◆ What to do
Quote the lines below word for word, beginning with the line that contains "Mark the top" and continuing through the line that contains "Query: red printed plate", including both.

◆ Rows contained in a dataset
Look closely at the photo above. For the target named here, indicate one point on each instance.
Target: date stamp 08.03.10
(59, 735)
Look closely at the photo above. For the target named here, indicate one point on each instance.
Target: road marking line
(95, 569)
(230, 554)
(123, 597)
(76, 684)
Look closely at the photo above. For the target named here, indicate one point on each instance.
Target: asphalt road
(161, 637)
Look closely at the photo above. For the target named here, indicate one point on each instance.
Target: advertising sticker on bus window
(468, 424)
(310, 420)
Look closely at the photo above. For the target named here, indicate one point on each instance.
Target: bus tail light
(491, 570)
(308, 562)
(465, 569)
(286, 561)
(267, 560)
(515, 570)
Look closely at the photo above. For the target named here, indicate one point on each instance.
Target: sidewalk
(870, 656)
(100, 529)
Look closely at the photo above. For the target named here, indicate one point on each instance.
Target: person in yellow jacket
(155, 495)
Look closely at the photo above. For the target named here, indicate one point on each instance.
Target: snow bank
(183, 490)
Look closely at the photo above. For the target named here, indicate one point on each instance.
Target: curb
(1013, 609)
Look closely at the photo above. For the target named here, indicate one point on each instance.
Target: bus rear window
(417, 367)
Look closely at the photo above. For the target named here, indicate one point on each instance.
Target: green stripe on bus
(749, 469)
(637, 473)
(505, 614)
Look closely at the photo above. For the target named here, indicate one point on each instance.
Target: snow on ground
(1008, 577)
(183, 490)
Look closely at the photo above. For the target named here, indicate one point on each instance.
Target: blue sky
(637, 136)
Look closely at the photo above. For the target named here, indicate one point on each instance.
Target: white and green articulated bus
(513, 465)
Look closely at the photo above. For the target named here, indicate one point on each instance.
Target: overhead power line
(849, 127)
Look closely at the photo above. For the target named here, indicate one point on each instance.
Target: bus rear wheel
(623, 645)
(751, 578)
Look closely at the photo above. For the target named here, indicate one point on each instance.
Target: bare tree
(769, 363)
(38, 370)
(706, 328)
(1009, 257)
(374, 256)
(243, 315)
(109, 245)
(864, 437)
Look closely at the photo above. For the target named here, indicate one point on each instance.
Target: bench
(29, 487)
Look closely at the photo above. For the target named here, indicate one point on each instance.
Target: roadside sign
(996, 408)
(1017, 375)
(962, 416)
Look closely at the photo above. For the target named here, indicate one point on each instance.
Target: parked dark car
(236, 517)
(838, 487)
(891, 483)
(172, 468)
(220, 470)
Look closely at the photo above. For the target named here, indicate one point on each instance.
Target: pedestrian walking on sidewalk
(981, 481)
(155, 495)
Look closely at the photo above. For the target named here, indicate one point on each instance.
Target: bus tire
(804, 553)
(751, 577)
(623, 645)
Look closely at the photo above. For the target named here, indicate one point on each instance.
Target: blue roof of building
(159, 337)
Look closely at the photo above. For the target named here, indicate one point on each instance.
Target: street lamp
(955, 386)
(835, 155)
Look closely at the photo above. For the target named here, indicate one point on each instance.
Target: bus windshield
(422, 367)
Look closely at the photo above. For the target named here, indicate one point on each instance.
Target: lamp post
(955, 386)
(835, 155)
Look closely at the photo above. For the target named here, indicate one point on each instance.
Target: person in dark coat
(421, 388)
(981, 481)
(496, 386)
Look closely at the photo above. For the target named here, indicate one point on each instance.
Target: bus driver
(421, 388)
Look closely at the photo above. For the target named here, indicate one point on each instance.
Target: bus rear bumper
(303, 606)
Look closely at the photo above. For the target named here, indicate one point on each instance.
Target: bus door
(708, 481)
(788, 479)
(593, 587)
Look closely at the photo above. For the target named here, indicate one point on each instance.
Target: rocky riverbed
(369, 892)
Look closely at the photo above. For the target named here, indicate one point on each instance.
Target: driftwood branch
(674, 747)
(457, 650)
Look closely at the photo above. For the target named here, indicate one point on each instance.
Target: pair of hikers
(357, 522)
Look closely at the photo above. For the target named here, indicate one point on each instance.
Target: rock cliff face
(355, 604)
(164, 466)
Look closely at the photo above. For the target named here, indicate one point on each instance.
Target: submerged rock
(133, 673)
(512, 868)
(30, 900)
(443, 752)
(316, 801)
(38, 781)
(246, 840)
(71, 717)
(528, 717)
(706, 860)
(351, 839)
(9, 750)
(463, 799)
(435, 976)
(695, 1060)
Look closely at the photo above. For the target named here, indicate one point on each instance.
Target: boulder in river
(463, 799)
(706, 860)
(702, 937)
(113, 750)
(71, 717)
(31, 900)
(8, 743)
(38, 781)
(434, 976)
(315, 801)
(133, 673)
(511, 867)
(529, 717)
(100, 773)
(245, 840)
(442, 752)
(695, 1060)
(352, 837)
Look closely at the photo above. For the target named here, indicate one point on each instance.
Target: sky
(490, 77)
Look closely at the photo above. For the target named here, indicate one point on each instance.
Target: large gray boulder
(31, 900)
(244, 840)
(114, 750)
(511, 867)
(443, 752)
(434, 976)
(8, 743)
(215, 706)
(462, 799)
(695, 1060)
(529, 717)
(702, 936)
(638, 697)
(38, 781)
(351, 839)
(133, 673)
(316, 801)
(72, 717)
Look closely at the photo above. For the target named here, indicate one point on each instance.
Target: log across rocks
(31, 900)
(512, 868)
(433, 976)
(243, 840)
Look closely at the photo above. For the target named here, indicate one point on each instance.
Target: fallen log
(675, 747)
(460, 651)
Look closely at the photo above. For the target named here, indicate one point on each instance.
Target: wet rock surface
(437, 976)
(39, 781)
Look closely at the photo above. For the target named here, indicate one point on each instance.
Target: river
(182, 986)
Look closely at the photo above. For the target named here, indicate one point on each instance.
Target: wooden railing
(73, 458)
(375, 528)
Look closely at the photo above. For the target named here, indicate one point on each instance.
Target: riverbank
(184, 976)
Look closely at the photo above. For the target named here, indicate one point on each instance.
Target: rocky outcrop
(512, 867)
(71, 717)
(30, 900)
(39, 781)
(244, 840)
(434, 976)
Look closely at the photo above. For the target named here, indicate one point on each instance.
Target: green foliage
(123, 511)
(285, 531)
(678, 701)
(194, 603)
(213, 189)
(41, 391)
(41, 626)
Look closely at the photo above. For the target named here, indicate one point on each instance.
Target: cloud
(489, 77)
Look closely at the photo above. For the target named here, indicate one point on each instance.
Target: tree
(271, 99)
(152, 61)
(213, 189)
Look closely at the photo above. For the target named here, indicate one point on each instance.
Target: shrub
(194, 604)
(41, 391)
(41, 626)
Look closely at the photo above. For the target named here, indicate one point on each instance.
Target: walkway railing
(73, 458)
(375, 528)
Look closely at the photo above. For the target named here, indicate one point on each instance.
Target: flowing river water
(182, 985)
...
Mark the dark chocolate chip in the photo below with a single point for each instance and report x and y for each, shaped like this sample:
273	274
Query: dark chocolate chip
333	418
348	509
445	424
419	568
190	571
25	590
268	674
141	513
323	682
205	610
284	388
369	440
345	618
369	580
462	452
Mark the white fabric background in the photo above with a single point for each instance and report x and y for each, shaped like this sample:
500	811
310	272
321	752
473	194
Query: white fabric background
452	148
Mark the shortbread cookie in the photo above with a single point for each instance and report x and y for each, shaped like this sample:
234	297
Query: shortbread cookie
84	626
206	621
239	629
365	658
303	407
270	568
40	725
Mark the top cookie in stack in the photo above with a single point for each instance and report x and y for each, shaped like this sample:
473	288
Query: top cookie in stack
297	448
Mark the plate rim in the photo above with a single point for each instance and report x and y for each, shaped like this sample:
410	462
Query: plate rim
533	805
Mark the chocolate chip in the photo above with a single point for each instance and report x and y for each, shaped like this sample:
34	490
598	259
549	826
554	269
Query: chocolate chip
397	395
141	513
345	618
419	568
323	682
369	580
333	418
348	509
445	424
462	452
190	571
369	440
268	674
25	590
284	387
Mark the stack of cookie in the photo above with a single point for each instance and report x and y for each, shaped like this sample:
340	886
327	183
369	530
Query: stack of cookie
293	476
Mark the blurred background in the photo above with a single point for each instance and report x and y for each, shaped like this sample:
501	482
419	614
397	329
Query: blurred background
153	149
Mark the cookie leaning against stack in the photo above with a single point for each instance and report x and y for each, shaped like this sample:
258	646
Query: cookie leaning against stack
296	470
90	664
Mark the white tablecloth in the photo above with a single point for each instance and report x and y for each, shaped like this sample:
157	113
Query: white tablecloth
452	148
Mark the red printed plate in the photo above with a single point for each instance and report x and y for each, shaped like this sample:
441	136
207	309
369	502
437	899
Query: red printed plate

◆ Answer to the problem
Mark the top cookie in stack in the photo above with a single point for each instance and report x and y for each, shaped like this sample:
473	288
Query: top cookie in stack
297	448
Mark the plate rim in the photo above with a single point for each instance and report x and y for each, shaped like this sample:
410	462
Query: plate rim
533	805
Mark the chocolate chip in the photo above with a single point for each instance and report x and y for each, shaped like this sample:
34	490
598	259
549	826
554	269
Query: chocolate chip
397	395
141	513
345	618
419	568
323	682
369	580
333	418
348	509
445	424
462	452
190	571
369	440
268	674
25	590
284	387
Mark the stack of cookie in the photo above with a single point for each instance and report x and y for each, shaped like this sample:
340	886
327	183
369	530
Query: stack of cookie
293	476
Mark the blurred background in the photo above with a single point for each instance and report x and y for each, shaped like this sample:
501	482
419	614
397	329
Query: blurred background
153	149
Mark the cookie leaning against stack in the photo above with a single point for each instance and report x and y for each, shaped like this sample:
258	646
Query: cookie leaning against stack
296	470
90	664
Mark the white tablecloth in the photo above with a single point for each instance and report x and y for each, shaped like this sample:
157	113
Query: white tablecloth
452	148
Mark the red printed plate in the photo above with a single point for each instance and report x and y for each, shaped like this sample:
441	136
207	309
369	502
437	899
Query: red printed plate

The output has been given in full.